____ DATASET RECORDS
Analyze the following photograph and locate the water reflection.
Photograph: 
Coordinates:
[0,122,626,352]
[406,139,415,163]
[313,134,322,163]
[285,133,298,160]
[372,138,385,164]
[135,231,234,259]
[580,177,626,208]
________
* **GOAL**
Reproduce the listing above line for line, without any alterations.

* **RESULT FOR THIS TASK**
Analyze the following photograph and locate the water reflection.
Photograph: 
Coordinates:
[0,122,626,352]
[406,139,415,163]
[313,134,322,163]
[285,133,298,160]
[372,138,385,164]
[135,231,234,259]
[580,177,626,208]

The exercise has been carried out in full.